Integrating it into an IDE

The most commonly expected use of MDL is to integrate it into your text editor (vim, Subline Text, VSCode, etc.). We currently provide three examples of how to integrate it into vim, Sublime and VSCode, but if you want to integrate it into another editor/IDE and do not know how, please do let me know!:

https://github.com/santiontanon/mdlz80optimizer/blob/master/doc/integration-vim.md (thanks to Fubukimaru!)
https://github.com/santiontanon/mdlz80optimizer/blob/master/doc/integration-sublime.md
https://github.com/santiontanon/mdlz80optimizer/blob/master/doc/integration-vscode.md (thanks to theNestruo!)

Here is an example of how does it look when integrated into Sublime Text:

Optimizing Assembler

Alternatively, you can ask MDL to directly generate optimized code Imagine you have a Z80 assembler project (with main file main.asm), you can just do this:

java -jar mdl.jar main.asm -po -asm main-optimized.asm

The first parameter specifies the input assembler file. -po tells MDL to run the "pattern-based optimizer", and -asm specifies the output file to where you want to save the optimized assembler code.

MDL's optimizer doesn't know anything about macros, include statements, and other fancy syntax that is usually included in assembler files. So, MDL's pre-processor loads the assembler files, and runs a pre-processor to resolve all macros before running the optimizer. Thus, the generated code will not contain any macros, as those will all be expanded. Therefore, if you call MDL without -po it will not run the optimizer, it will just spit out the same assembler code it loaded as input (but with all the macros expanded).

Goals>
**A.** Answer these questions using the MDL passage:
(i) How many editor integration examples does it say are currently provided?
(ii) What does the -po option tell MDL to run?
(iii) What does MDL output when it is called without -po?
**B.** For each statement, say whether it agrees with the MDL passage, and quote the words that decide it.
(i) MDL's optimizer works directly with macros and include statements.
(ii) The -asm option names the file where the optimized code is saved.
(iii) The generated code keeps the original macros.
**C.** Carry on writing the MDL passage, starting right after its final sentence.

Records excerpted from a collection
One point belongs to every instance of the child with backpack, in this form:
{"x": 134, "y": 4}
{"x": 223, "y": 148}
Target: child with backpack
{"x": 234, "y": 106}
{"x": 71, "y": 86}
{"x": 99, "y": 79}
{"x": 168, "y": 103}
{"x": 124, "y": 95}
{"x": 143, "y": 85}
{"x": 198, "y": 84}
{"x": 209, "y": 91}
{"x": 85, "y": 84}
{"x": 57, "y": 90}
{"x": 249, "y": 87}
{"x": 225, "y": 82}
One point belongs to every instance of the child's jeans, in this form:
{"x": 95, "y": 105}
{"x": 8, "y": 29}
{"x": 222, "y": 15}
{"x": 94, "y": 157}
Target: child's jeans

* * *

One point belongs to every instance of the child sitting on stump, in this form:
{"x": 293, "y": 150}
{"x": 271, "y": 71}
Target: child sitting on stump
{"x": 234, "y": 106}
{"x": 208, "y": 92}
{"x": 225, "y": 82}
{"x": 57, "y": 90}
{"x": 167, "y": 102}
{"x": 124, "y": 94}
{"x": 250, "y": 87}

Set of answers>
**A.**
(i) Three: for vim, Sublime and VSCode.
(ii) The "pattern-based optimizer."
(iii) The same assembler code it loaded as input, with all the macros expanded.

**B.**
(i) No: "MDL's optimizer doesn't know anything about macros, include statements, and other fancy syntax that is usually included in assembler files."
(ii) Yes: "-asm specifies the output file to where you want to save the optimized assembler code."
(iii) No: "the generated code will not contain any macros, as those will all be expanded."

**C.**
If you just want to run the optimizer, tell you the potential optimizations but not save any optimized code, you can just call MDL like this:

java -jar mdl.jar main.asm -po

This will just output to the terminal all the suggested optimizations, and you can choose which ones to do manually.

For documentation on how to define your own optimization patterns, see: https://github.com/santiontanon/mdlz80optimizer/blob/master/doc/pattern-definition.md

And for documentation on how to use the new search-based optimizer (new in v2.0), see: https://github.com/santiontanon/mdlz80optimizer/blob/master/doc/so-specification.md

Other MDL Functionalities

MDL includes several other functionalities, aimed at helping optimizing Z80 assembler code. For example, it can generate "annotated assembler" to help you see how much space each assembler statement uses and make decisions about how to optimize. You can generate this annotated assembler output by calling MDL like this:

java -jar mdl.jar main.asm -asm+ main-annotated.txt

java -jar mdl.jar main.asm -asm+:html main-annotated.html

Of course you could also add a -po or -ro there, if you want to optimize the code before annotating it.

MDL can also generate tables with how much space each of your assembler files uses (if you include many files from a main assembler file, MDL will analyze all of them), and can even generate a little visual reprsentation of your code (saved as a standard .dot file that can then be turned into a pdf or png image to view it using the dot tool).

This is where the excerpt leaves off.